Sunday, August 2, 2015

Luke 15:7, 20 (RSV): God Loves Us in the Midst of our Faults

Luke 15:7, 20 (RSV): God Loves Us in the Midst of our Faults


7Just so, I tell you, there will be more joy in heaven over one sinner who repents than over ninety-nine righteous people who need no repentance.
20And so he arose and came to his father. But while he was yet at a distance, his father saw him and was filled with compassion, and ran and embraced him and kissed him.
Have you ever felt failure in living up to God’s expectations? Has discipleship ever proved incompatible with your personality and patience, sending you into head-shaking discouragement? My experience regarding the above questions has been an emphatic “yes!” I readily fall into the trap of trying to be my best for Christ and often failing miserably. Once the feeling of discouragement sets in, however, I tend to forget what really matters, God’s unmerited, unconditional love through His Son, Jesus Christ.


As we read Luke chapter 15, there are three parables told to the audience of Pharisees and scribes who question Jesus’ eating and commingling with sinners. These parables (Lost Sheep, Lost Coin, Lost Son), however, spell out the reality of God’s unmerited love that the first-century Jewish religious leaders could not see -- God loves us more than we can ever know, even in the midst of our sins.  The Father relentlessly looks for us in the midst of our discouragement, and when we turn to Him, He rejoices.


7Just so, I tell you, there will be more joy in heaven over one sinner who repents than over ninety-nine righteous people who need no repentance.

- Data listing
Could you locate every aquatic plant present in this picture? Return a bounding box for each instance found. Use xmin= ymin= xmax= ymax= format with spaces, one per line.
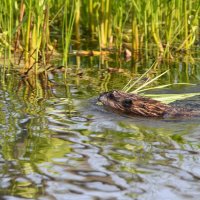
xmin=0 ymin=0 xmax=200 ymax=64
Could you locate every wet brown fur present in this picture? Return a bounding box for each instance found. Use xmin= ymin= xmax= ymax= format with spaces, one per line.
xmin=99 ymin=90 xmax=200 ymax=117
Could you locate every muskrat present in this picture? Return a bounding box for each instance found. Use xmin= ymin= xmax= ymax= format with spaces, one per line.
xmin=98 ymin=90 xmax=200 ymax=118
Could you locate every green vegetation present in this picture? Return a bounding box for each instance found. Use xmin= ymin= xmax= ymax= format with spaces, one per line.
xmin=0 ymin=0 xmax=200 ymax=67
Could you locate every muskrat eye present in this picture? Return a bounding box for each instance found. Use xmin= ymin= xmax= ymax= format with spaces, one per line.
xmin=122 ymin=99 xmax=132 ymax=108
xmin=108 ymin=93 xmax=115 ymax=99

- Check your understanding
1) Extract the passage of the devotional on Luke 15 from "20And so he" to "Son, Jesus Christ.".
2) Which parables does the devotional on Luke 15 name?
3) Proceed with the devotional on Luke 15, starting after its final sentence.

- Responses for each task
1)
20And so he arose and came to his father. But while he was yet at a distance, his father saw him and was filled with compassion, and ran and embraced him and kissed him.
Have you ever felt failure in living up to God’s expectations? Has discipleship ever proved incompatible with your personality and patience, sending you into head-shaking discouragement? My experience regarding the above questions has been an emphatic “yes!” I readily fall into the trap of trying to be my best for Christ and often failing miserably. Once the feeling of discouragement sets in, however, I tend to forget what really matters, God’s unmerited, unconditional love through His Son, Jesus Christ.

2)
Lost Sheep
Lost Coin
Lost Son

3)
The story of the Prodigal Son, for example, speaks to my own conversion, which took place in May 2012. Up until this time, I was far off in a world of self-serving Christian tepidity, confessing that I believed in Jesus if asked, but doing nothing about it.  I rarely thought of God, never read Scripture, and only haphazardly attended a few worship services over several decades. Nothing seemed to move me in God’s direction.  However, during a moment of fear and loss, I picked up a free ESV translation of the Bible and read the Gospel of Matthew. In reading Matthew’s narrative, an incredible thing happened, which can only be described as grace: I was infused with a sense of God’s love, and I met the most incredible person who was with me the whole time, Jesus Christ. God was waiting for me in the distance with robe and sandals, readying the ring, and preparing the fatted calf.  He knew I would come home, but patiently waited for me to choose when. It was God’s love, unearned and undeserved by me, that pulled me to Him.


20And so he arose and came to his father. But while he was yet at a distance, his father saw him and was filled with compassion, and ran and embraced him and kissed him.


My sins did not matter; Christ paid that debt. God’s love never fails, and he doesn’t keep tabs on our faults.  If he did, mine would be more than the national debt. God does, however, give us the freedom to choose.  God forgives and loves, but we must turn toward Him, another word for this is “repent.” Repentance, according to Brennan Manning in The Ragamuffin Gospel, “is not what we do in order to earn forgiveness; it is what we do because we have been forgiven.”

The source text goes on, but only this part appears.